» **Job**: Quote the lines below from the one containing "shaped like [1171,820]." to the final line, both ends included; exclude the pictures.

* Begin Material provided *

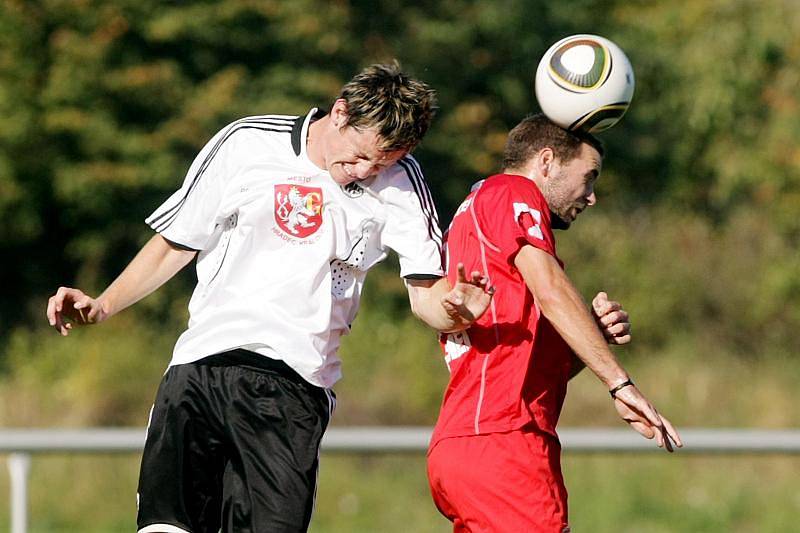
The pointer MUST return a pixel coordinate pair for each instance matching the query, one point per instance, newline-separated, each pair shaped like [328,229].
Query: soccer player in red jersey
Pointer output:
[494,459]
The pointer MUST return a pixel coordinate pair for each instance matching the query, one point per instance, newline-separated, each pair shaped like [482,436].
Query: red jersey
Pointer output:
[509,369]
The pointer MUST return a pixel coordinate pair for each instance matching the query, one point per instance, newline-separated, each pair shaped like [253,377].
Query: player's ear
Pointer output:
[544,161]
[339,113]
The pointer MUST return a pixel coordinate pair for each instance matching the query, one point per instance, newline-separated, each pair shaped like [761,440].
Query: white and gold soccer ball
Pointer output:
[584,82]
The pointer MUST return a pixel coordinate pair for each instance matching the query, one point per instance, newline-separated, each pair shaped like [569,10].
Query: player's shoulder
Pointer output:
[405,175]
[256,125]
[508,186]
[504,181]
[255,136]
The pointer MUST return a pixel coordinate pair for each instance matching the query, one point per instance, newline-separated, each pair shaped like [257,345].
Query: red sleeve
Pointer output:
[513,213]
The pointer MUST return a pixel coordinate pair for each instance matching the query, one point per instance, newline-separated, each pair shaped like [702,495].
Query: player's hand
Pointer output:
[469,298]
[69,307]
[637,411]
[612,319]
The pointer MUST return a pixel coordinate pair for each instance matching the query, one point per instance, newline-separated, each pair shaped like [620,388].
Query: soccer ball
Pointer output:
[584,82]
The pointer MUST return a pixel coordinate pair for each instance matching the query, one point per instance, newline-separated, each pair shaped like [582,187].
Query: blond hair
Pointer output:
[399,107]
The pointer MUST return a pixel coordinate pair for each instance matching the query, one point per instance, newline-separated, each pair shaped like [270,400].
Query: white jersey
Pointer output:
[283,249]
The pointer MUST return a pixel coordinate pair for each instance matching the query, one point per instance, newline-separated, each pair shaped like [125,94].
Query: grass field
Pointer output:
[388,493]
[78,385]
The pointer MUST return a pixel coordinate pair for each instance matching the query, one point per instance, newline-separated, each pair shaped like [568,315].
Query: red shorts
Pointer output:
[500,482]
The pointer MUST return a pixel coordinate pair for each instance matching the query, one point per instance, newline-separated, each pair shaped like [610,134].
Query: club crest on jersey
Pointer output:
[298,209]
[353,190]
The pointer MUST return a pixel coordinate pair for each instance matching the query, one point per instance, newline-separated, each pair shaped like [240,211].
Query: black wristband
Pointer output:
[613,392]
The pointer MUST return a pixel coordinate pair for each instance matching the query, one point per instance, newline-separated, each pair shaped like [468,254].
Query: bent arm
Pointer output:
[447,309]
[563,306]
[425,296]
[155,264]
[157,261]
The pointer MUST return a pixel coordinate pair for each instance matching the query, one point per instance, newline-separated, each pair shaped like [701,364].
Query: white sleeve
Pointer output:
[190,216]
[412,225]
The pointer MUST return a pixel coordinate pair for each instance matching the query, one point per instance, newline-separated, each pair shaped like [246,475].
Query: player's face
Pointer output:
[354,155]
[570,188]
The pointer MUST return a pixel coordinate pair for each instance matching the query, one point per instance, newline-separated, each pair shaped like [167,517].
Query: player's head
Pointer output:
[564,164]
[380,115]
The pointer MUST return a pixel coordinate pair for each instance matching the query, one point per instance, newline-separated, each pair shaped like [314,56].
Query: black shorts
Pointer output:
[232,444]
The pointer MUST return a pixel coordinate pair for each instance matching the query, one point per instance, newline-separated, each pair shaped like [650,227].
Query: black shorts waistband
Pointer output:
[245,358]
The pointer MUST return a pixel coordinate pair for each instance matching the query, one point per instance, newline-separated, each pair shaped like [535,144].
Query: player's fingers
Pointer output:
[93,313]
[621,339]
[449,308]
[617,316]
[618,329]
[612,318]
[672,433]
[645,430]
[461,273]
[665,439]
[51,311]
[454,298]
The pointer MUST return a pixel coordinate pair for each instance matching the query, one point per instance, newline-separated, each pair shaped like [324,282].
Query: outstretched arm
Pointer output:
[563,306]
[157,261]
[613,322]
[449,309]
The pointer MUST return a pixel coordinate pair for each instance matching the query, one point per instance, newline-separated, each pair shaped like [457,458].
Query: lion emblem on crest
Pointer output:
[298,209]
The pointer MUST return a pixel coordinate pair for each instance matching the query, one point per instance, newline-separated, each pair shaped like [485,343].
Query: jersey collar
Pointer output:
[300,129]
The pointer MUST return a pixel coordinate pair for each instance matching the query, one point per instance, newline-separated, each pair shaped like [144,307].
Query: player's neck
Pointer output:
[314,141]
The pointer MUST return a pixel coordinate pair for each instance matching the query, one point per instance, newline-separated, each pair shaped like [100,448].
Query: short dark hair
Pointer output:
[398,106]
[536,132]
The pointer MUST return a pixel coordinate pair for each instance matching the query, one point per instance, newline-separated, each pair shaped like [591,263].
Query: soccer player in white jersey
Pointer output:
[285,215]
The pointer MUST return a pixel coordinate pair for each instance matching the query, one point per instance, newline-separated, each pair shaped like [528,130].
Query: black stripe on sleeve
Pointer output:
[424,196]
[266,123]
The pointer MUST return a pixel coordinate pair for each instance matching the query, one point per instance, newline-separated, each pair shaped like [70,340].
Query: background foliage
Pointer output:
[104,104]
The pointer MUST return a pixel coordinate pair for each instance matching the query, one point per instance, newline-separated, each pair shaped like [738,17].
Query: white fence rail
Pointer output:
[21,443]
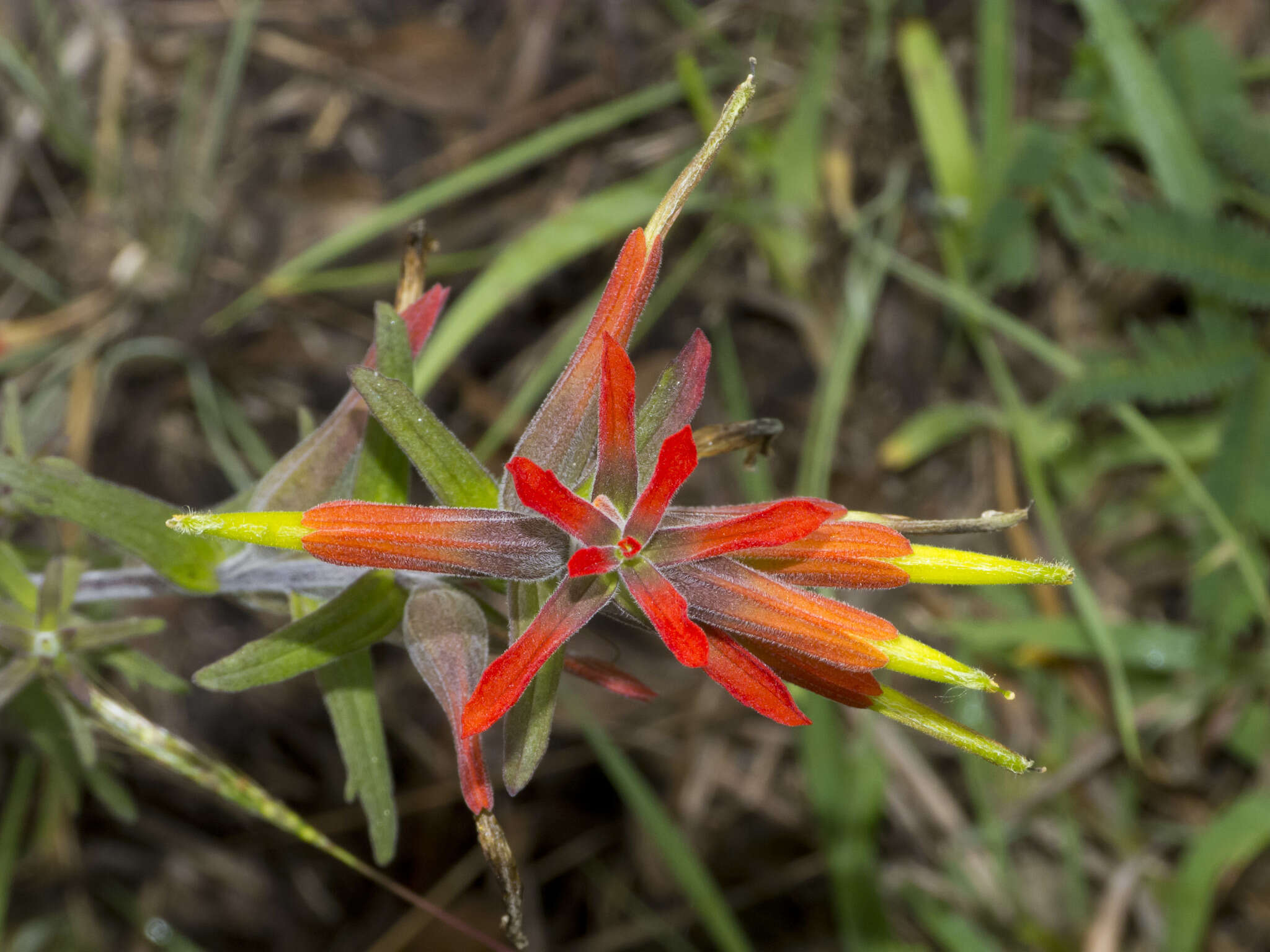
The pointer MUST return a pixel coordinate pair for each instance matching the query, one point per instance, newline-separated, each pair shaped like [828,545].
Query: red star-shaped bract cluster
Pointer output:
[677,575]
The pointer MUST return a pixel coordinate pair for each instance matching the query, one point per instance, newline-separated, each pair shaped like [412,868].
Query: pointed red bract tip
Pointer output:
[419,319]
[543,491]
[850,689]
[609,677]
[420,316]
[668,612]
[593,560]
[675,464]
[750,681]
[615,471]
[571,606]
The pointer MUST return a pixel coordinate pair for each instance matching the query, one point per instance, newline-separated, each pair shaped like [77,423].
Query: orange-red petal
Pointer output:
[593,560]
[572,604]
[850,689]
[846,555]
[746,602]
[561,434]
[544,493]
[668,612]
[615,471]
[435,539]
[775,524]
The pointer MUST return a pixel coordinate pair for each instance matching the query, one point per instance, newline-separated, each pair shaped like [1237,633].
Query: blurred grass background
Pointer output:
[974,253]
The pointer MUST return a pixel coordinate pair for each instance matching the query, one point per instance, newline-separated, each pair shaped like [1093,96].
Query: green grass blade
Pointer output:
[13,824]
[455,477]
[861,291]
[486,172]
[383,471]
[579,229]
[1231,840]
[186,760]
[130,519]
[365,612]
[1170,149]
[31,276]
[845,785]
[945,133]
[694,879]
[797,150]
[229,79]
[974,307]
[995,64]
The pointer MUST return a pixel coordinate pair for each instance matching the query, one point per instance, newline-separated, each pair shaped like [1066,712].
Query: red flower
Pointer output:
[624,547]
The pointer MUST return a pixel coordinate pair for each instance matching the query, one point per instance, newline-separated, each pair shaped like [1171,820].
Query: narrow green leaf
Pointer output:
[940,116]
[1236,837]
[383,472]
[17,674]
[76,728]
[139,668]
[58,591]
[13,823]
[469,179]
[14,580]
[92,637]
[527,726]
[183,759]
[671,843]
[454,475]
[1151,111]
[525,260]
[349,691]
[391,343]
[520,407]
[130,519]
[921,718]
[365,612]
[111,792]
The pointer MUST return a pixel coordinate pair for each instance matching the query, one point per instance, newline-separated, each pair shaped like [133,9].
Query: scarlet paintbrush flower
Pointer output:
[625,547]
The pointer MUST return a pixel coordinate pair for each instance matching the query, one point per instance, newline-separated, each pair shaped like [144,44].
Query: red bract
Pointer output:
[623,545]
[562,434]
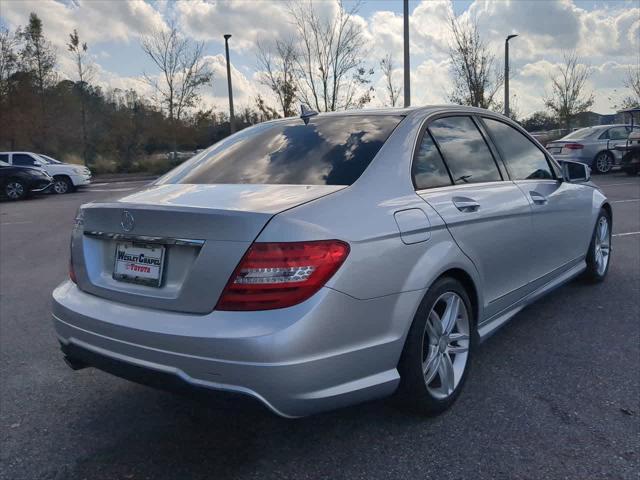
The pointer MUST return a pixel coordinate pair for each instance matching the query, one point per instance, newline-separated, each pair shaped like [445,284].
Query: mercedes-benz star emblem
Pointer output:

* End Material provided *

» **Exercise result**:
The pointer MUST return a pixel coordinate pair for each instance matching the query, one point per instance, newline-separated, each pair shaped like [1171,820].
Query: narrow green leaf
Pointer output:
[940,116]
[1236,837]
[383,472]
[17,674]
[76,728]
[139,668]
[58,591]
[13,823]
[469,179]
[14,580]
[92,637]
[527,726]
[183,759]
[671,843]
[454,475]
[1151,111]
[525,260]
[349,691]
[391,343]
[520,407]
[130,519]
[921,718]
[365,612]
[111,792]
The pointer MUST return a pixel coordinate pair for each instance matching the query, one point per instance, newline-separated, each pair shaped like [133,9].
Query: scarlet paintbrush flower
Pointer output:
[625,547]
The pointer MUST return a pixel coordinate pair for each instance matching the query, one point per instance, newline-separated, each pair shaped like [144,44].
Query: red bract
Pointer output:
[623,545]
[562,434]
The pointer MUST return a pixel coordinate pair for each instance matching the query, one point per instance, newline-separated, each pair shaped like [445,284].
Query: mercedes-benz star emblem
Pointer output:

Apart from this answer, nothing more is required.